───── 本文 ─────

するとスタッフから意見が出るようになりました。まず最初に口を開いたくれたのが富田さんでした。富田さんは副調理です。

  

「毎月のおすすめメニューをホームページで流したらどうでしょうか? もしかしたら、来月のおすすめメニューも流したらいいかもしれません」

  

三代目は「それはいいね」と答え、そののちに「過去に人気があったメニューも紹介できたらいいかな」と言いました。

  

すると料理長の岩井さんがこう言いました。

  

「口福から至福へという言葉の意味をよく考えたい。僕たち職人が至福に至ってしまっては何か違うような気がする。職人は常に現状に甘んじることなく、次のステップを探して挑戦していくもの。そういう意味で僕は、至福に至る途中であることを表現していきたい。いつも今出すものがベストではあるけれど、それが最終地点ではないということ。次にお客様が来てくださったら、次の展開がきっとあるということ。急になんでもかんでも変えられるほど甘い仕事はしてないので、変えられる部分はわずかかもしれないが、足元をよく確認して着実に歩を進めていきたい」

  

確かにそうだなと思いました。でも、それってどう表現すればいいのか、そこがわかりませんでした。

  

富田さんが言いました。

  

「月ごとの季節の料理で、いろいろと冒険してみろと料理長からは言われるんですけど、僕の作るメニューはまだまだ当たり外れがあります。すごく注文されるものと、あまり注文されないものがある。そういうことをやりながら勉強していることを伝えられたらいいのかな?」

  

でも、ホームページであまり注文されない料理のことを書くというのはよくないのではないかと思います。それから、よく考えなければならないのは、注文されるされないと、おいしいかどうかは、かならずしも一致しないと言うことです。どんなにおいしい料理でも名前が悪いと注文されなかったりします。とすると、変えるべきは料理ではなく、名前のほうだったりもするのです。そこでいろんなやりとりのあとで、中華楼にある喜びを伝えていったらいいんじゃないかと考えました。

───── 表示データ ─────

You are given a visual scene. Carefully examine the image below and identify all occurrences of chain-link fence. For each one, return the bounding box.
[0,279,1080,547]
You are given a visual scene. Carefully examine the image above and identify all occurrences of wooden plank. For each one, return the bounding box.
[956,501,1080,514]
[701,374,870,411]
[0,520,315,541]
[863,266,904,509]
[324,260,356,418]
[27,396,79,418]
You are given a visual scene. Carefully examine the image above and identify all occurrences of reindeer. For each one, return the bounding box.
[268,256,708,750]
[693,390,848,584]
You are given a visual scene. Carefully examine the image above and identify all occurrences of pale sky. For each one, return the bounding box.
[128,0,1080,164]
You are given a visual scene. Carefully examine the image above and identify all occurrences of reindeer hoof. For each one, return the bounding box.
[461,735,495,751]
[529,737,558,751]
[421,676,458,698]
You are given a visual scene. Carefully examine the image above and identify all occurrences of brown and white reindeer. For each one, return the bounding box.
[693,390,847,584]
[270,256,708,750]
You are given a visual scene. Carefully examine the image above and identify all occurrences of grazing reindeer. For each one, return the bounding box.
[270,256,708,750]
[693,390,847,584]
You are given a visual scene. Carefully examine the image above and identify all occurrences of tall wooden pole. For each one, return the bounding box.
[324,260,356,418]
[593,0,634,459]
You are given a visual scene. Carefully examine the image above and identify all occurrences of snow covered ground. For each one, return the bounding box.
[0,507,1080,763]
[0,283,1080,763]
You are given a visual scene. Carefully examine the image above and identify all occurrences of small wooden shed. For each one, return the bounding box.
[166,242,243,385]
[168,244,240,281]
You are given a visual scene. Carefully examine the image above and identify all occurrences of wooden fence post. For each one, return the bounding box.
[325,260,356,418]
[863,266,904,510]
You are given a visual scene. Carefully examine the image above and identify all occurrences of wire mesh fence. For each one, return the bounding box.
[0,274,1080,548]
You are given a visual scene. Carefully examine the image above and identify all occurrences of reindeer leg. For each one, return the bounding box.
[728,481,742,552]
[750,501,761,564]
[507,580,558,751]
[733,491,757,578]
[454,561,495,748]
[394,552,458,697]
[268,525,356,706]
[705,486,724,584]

─────

課題の目的 >>
上の本文から「すると料理長の岩井さんがこう言いました。」から「富田さんが言いました。」までの部分を、一字一句違えずに書き写してください。

課題の解答 >>
すると料理長の岩井さんがこう言いました。

  

「口福から至福へという言葉の意味をよく考えたい。僕たち職人が至福に至ってしまっては何か違うような気がする。職人は常に現状に甘んじることなく、次のステップを探して挑戦していくもの。そういう意味で僕は、至福に至る途中であることを表現していきたい。いつも今出すものがベストではあるけれど、それが最終地点ではないということ。次にお客様が来てくださったら、次の展開がきっとあるということ。急になんでもかんでも変えられるほど甘い仕事はしてないので、変えられる部分はわずかかもしれないが、足元をよく確認して着実に歩を進めていきたい」

  

確かにそうだなと思いました。でも、それってどう表現すればいいのか、そこがわかりませんでした。

  

富田さんが言いました。